» Text segment
--- begin ---
Antirender: remove the glossy shine on architectural renderings
(antirender.com)1810 points by iambateman 2 days ago
1810 points by iambateman 2 days ago
Maybe a real picture of the actual bridge was in the training set? Similar to how prompting for a story about a boy wizard can result in verbatim Harry Potter passages.
I think they use their eyes to see the Peace Bridge and were saying it's fairly close to their experience. :D
That's literally thw worst pic I can find of that bridge and it's still looks good even with the temporary fences: https://www.flickr.com/photos/zawaski/52752097083/
I wonder if there's a way to design the materials of the buildings to defend against the depressing November lighting. With this reflective material however, summers would be unbearably bright. To solve that perhaps there's a way to make the absorption increase with temperature. Darker, less reflective color in summer, and bright reflective color in winter.
Would love to see the original prompt for Nano Banana from OP somewhere. One that yields decent results, for me, is:
{ "image_generation_prompt": { "subject_focus": { "primary": "Architectural exterior scene", "constraint": "Strictly preserve original building geometry, facade details, and structural layout", "reference_adherence": "High structural fidelity to input image" }, "environment_and_season": { "season": "Late November, very late autumn", "weather": "Post-rain, overcast, gloomy, high humidity", "sky": "Heavy grey cloud cover, diffuse white/grey light, no direct sunlight", "ground_texture": "Wet asphalt/pavement, highly reflective puddles, wet concrete, scattering of wet brown decaying leaves" }, "vegetation_details": { "trees": "Leafless branches, dormant skeletal trees, sparse lingering brown foliage", "color_palette": "Desaturated greens, browns, greys, russet, damp earth tones", "state": "Winter-ready, wet bark, dormant landscaping" }, "human_element": { "density": "Sparse, minimal crowd", "clothing": "Heavy winter coats, scarves, boots, muted colors", "activity": "Walking briskly to avoid cold, holding closed wet umbrellas, hurrying, heads down against the wind", "mood": "Solitary, cold, urban transit" }, "photographic_style": { "medium": "Realistic architectural photography", "camera": "35mm lens, sharp focus on architecture", "tone": "Cinematic, moody, desaturated, cool color temperature, blue-grey tint", "quality": "8k resolution, high dynamic range, hyper-realistic textures" } } }
It's on Lovable so you can just fork it and take a look (the prompt is in supabase/functions/transform-render/index.ts):
Transform this idealized architectural rendering into the most brutally realistic, depressing photograph possible. This is the WORST CASE scenario - what the building will actually look like in reality:
- Set on a dreary, grey, overcast late November day with flat, lifeless lighting - The sky is a uniform dirty grey, threatening rain - All trees are completely bare - just skeletal branches against the grey sky - The landscaping is dead, muddy, or non-existent. No lush gardens, just patchy brown grass and bare dirt - Remove ALL people, the scene should feel empty and abandoned - Any water features should look stagnant and grey - Add realistic weathering, dirt streaks, and construction residue on the building - The building materials should look how they actually appear, not the idealized clean version - Include visible utility boxes, drainage grates, and other mundane infrastructure usually hidden in renders - The overall mood should be bleak but realistic - this is what buyers will actually see on a random Tuesday in late autumn - Maintain the exact building, angle, and composition, just strip away all the marketing polish
The goal is honest truth, not beauty. Show what the architect's client will actually see when they visit the site.
--- end ---
» Data for the task
--- begin ---
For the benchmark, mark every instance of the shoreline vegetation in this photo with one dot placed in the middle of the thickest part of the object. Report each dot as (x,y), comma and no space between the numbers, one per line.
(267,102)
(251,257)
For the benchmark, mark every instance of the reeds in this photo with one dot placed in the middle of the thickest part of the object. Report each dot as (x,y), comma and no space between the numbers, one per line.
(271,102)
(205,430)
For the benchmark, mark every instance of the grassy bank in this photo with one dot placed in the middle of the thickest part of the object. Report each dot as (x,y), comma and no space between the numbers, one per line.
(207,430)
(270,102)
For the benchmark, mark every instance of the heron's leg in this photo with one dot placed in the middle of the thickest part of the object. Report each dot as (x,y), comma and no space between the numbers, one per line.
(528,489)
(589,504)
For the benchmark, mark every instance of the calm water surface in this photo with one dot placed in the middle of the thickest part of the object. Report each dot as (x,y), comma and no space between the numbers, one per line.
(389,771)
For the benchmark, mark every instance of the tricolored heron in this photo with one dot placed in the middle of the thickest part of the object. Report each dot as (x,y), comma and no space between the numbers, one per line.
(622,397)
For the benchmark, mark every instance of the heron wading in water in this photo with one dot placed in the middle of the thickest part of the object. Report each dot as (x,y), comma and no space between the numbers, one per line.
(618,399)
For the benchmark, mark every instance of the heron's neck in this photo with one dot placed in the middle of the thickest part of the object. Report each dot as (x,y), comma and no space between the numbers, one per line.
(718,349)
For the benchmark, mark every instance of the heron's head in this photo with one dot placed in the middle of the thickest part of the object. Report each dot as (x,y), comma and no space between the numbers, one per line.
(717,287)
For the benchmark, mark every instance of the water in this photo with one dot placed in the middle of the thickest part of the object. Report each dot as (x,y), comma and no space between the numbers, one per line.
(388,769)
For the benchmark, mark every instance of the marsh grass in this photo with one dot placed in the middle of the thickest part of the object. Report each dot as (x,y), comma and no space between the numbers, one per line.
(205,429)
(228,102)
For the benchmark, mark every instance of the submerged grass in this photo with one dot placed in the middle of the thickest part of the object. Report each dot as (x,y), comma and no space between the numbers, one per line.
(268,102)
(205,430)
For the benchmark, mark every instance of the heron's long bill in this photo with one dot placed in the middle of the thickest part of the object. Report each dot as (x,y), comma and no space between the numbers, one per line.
--- end ---
» Problems and tasks
A – Reproduce the Antirender discussion between "I think they" and "color in winter.", inclusive.
B – Locate every line in the records that contains the word "reeds", and copy each of those lines.
The Antirender discussion and the records have nothing to do with each other.

» Answers for the exercise
A –
I think they use their eyes to see the Peace Bridge and were saying it's fairly close to their experience. :D
That's literally thw worst pic I can find of that bridge and it's still looks good even with the temporary fences: https://www.flickr.com/photos/zawaski/52752097083/
I wonder if there's a way to design the materials of the buildings to defend against the depressing November lighting. With this reflective material however, summers would be unbearably bright. To solve that perhaps there's a way to make the absorption increase with temperature. Darker, less reflective color in summer, and bright reflective color in winter.

B –
For the benchmark, mark every instance of the reeds in this photo with one dot placed in the middle of the thickest part of the object. Report each dot as (x,y), comma and no space between the numbers, one per line.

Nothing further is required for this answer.